- To be done -
**A.** Reproduce the Quaker blog post between "The Burning Oneness" and "of the world.", inclusive, renaming "blogosphere" to "online world".
**B.** In the Quaker blog post, whose dying words are Boulding's collection of sonnets based on?
----- Passage shown -----
Wednesday, June 26, 2013


The Burning Oneness Binding Everything

I am entering the blogosphere to share some of my spiritual and human experiences as a Quaker and lover of the world. 

Experiencing "The Burning One-ness"
in Kenya, April, 2012
My title comes from the last line of the poem, There Is a Spirit Which I Feel, by Quaker economist, poet and philosopher Kenneth Boulding (1910-1993).  This poem is the first in a collection of Boulding’s sonnets based on the dying words of James Naylor, a 17th century Quaker who was beaten and tortured for the unorthodox manner in which he expressed his beliefs as a member of the newly emerging Religious Society of Friends, or Quakers.  Read the full sonnet below.

In this poem, Boulding describes the difficulty of seeking the divine when it feels so distant, so incomprehensibly grand and removed from us.  He speaks of being “imprisoned,” “bound” in his mortal body, separated from the incomprehensibly grand Spirit.  He laments that, whatever Truth he glimpses “forever slips from out [his] clutch,” describing it as a “tiny cupful” from an ocean of Truth.  How can he really know God and Truth?

This has been my experience also.  As I understand it, the Spirit, or “God,” is a mystery, experienced by me indirectly, principally through beauty, love and worship.  For decades, I have plunged into experiences of beauty in the natural world, in music and art.  I have loved and been loved deeply, drawing great strength from these experiences. I have felt the presence of something wonderful and powerful.  I generally refer to this as the Spirit, or sometimes as God.  But I also kept hearing a challenging voice: “That’s not really God.  You’re supposed to hear a clear voice in the silence.  You should discern the will of God for you.”  Like Boulding, I frequently feel constrained, limited, unable to hear God the way I should.  So do my experiences qualify as genuine glimpses of the divine?

Boulding responds to these questions powerfully. As in all good sonnets, he turns sharply in the last six lines.  “And Yet,” says the poet, “some Thing that moves among the stars,/ And holds the cosmos in a web of law,/ Moves too in me…”  Returning to the image of imprisonment, he boldly states that this “Thing” melts the “ancient bars” that separate him from the Spirit.  And then he knows that he is part of “The burning one-ness binding everything.”
----- Data block -----
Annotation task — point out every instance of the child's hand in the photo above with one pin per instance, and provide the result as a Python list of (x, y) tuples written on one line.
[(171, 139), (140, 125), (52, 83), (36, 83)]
-----
- The answers -
**A.**
The Burning Oneness Binding Everything

I am entering the online world to share some of my spiritual and human experiences as a Quaker and lover of the world.

**B.** They are based on the dying words of James Naylor, a 17th-century Quaker.